__What this task involves__: Turn the lines of the items below into a JSON list of strings, one string per line, leaving out blank lines. Begin at the line that contains "sky</item>, it would be much appreciated." and stop at the end of the items.

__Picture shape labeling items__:

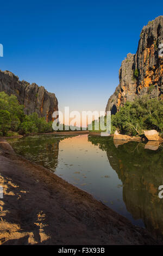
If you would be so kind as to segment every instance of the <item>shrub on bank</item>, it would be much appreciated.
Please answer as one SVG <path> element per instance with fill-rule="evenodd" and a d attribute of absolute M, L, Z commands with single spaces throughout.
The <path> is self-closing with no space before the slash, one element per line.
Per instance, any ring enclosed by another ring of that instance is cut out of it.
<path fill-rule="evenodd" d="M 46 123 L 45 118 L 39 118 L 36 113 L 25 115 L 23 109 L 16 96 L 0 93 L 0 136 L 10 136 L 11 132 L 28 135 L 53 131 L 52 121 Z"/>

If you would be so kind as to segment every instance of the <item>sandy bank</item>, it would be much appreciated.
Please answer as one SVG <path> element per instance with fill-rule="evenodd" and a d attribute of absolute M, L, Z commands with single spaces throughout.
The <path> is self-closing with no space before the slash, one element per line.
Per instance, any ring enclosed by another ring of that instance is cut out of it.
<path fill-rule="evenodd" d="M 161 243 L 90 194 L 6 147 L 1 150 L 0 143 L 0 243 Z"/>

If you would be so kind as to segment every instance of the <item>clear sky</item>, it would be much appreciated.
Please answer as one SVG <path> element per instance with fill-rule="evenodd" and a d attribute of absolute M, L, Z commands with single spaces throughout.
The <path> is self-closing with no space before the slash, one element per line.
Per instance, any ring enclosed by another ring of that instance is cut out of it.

__Expected answer__:
[
  "If you would be so kind as to segment every instance of the <item>clear sky</item>, it would be much appreciated.",
  "Please answer as one SVG <path> element per instance with fill-rule=\"evenodd\" and a d attribute of absolute M, L, Z commands with single spaces throughout.",
  "The <path> is self-closing with no space before the slash, one element per line.",
  "Per instance, any ring enclosed by another ring of that instance is cut out of it."
]